__STATED TASK A__
In the mailing-list post on the Canvas node API review, what is the buffer said to be essentially?

__TEXT PASSAGE__

++++++++

API Review RT:17407 Canvas Node

Jim Graham james.graham at oracle.com
Wed Apr 25 16:56:33 PDT 2012

Keep in mind, though, that the buffer is essentially a modification of 
the original Canvas node.  Everything you write to it must be single 
threaded with the same constraints as changing its other node 
attributes.  If we want to write to it from an arbitrary thread then 
we'd need to be able to create independent GC objects and have a flush() 
in them - and, unlike AWT where flush() just asks for pending operations 
to happen immediately rather than asynchronously, this flush() would be 
mandatory and would have to synchronize with the scene graph 
modification thread...


On 4/25/12 1:16 PM, Kevin Rushforth wrote:
> Right, the "drawing" commands just write into an internal buffer. The
> buffer is synced to Prism along with any scene graph changes, and the
> actual rendering happens on the rendering thread along with any other
> rendering. Given this, I wouldn't expect the UI thread to be blocked for
> any appreciable length of time just filling up the buffer.
> If it does become a problem, we could probably extend the API to support
> creating a GC and then setting it on the Canvas as you suggest. Or do
> you think that is required for the first version?
> -- Kevin
> Richard Bair wrote:
>> Why can't I draw on a background thread? Don't we internally setup a buffer of draw commands, and then sync those across during the pulse synchronization? If so, can't we let people draw on a background thread (maybe to a created GC?) and then set that on the Canvas in one shot on the FX thread?
>> This does seem like a pretty compelling use case. Especially since we won't be handling dirty regions for anybody, they might have a fair amount to draw.

++++++++

__INFORMATION PROVIDED__
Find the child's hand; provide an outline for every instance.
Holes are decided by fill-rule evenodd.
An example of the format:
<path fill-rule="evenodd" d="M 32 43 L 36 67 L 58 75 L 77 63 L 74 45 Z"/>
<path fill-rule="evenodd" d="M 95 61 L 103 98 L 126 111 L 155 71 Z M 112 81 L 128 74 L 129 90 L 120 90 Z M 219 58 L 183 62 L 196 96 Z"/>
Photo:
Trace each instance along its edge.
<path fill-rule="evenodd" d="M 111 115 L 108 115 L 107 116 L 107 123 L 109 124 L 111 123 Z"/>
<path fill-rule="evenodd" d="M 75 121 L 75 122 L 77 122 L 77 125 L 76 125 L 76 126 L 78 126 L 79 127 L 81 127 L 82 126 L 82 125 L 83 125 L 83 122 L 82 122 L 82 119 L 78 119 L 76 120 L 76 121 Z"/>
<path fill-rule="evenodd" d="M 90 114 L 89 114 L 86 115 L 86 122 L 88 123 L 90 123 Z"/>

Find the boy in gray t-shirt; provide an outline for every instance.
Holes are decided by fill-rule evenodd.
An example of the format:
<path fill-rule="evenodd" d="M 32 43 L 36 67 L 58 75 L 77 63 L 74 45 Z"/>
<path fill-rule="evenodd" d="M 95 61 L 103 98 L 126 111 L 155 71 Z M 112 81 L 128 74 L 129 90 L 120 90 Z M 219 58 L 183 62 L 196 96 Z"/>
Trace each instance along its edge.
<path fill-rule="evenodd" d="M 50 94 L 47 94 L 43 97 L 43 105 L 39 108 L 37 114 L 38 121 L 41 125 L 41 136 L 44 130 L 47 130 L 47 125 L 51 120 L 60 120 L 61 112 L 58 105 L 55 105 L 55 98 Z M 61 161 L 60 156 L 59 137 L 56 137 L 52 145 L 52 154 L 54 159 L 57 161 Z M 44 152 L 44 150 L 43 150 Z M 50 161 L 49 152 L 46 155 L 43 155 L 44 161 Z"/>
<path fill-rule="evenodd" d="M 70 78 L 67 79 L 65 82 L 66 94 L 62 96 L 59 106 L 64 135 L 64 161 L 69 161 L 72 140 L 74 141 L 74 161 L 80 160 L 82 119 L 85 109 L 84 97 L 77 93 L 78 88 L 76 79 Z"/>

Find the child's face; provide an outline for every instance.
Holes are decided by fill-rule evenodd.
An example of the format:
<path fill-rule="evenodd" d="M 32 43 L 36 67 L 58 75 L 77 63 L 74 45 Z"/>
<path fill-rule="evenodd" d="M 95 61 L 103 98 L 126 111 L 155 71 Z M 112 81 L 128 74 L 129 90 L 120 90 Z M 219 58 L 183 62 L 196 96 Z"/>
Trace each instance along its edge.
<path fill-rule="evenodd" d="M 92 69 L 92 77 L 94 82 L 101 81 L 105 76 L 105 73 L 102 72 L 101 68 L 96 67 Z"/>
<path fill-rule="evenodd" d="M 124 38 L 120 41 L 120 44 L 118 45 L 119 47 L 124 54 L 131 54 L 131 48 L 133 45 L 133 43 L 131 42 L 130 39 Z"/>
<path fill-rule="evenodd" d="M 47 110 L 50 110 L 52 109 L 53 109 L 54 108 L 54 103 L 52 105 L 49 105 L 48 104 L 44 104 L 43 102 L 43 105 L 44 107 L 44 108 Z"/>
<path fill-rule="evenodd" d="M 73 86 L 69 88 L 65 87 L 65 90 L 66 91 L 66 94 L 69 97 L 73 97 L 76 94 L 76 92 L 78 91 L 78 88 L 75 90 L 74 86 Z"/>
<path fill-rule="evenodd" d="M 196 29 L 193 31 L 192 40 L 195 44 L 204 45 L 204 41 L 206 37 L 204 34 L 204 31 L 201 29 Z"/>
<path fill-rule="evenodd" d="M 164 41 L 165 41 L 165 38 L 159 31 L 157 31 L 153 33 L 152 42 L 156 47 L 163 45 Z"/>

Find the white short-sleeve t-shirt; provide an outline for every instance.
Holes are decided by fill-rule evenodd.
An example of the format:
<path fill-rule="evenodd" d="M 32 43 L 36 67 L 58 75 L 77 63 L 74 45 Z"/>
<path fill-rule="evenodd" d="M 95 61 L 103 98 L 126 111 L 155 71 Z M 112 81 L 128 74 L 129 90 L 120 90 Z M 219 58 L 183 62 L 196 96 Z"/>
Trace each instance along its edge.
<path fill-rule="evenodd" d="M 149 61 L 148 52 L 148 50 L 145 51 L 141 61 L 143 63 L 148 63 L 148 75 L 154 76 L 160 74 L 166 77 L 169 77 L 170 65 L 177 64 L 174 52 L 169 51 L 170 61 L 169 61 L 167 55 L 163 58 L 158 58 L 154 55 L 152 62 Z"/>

++++++++

__STATED TASK B__
From the records, return verbatim the lines from the line containing "Find the boy" up to and including the line containing "96 L 59 106", and nothing else.

__WRITTEN REPLY A__
A modification of the original Canvas node.

__WRITTEN REPLY B__
Find the boy in gray t-shirt; provide an outline for every instance.
Holes are decided by fill-rule evenodd.
An example of the format:
<path fill-rule="evenodd" d="M 32 43 L 36 67 L 58 75 L 77 63 L 74 45 Z"/>
<path fill-rule="evenodd" d="M 95 61 L 103 98 L 126 111 L 155 71 Z M 112 81 L 128 74 L 129 90 L 120 90 Z M 219 58 L 183 62 L 196 96 Z"/>
Trace each instance along its edge.
<path fill-rule="evenodd" d="M 50 94 L 47 94 L 43 97 L 43 105 L 39 108 L 37 114 L 38 121 L 41 125 L 41 136 L 44 130 L 47 130 L 47 125 L 51 120 L 60 120 L 61 112 L 58 105 L 55 105 L 55 98 Z M 61 161 L 60 156 L 59 137 L 56 137 L 52 145 L 52 154 L 54 159 L 57 161 Z M 44 152 L 44 150 L 43 150 Z M 50 161 L 49 152 L 46 155 L 43 155 L 44 161 Z"/>
<path fill-rule="evenodd" d="M 70 78 L 67 79 L 65 82 L 66 94 L 62 96 L 59 106 L 64 135 L 64 161 L 69 161 L 72 140 L 74 141 L 74 161 L 80 160 L 82 119 L 85 109 L 84 97 L 77 93 L 78 88 L 76 79 Z"/>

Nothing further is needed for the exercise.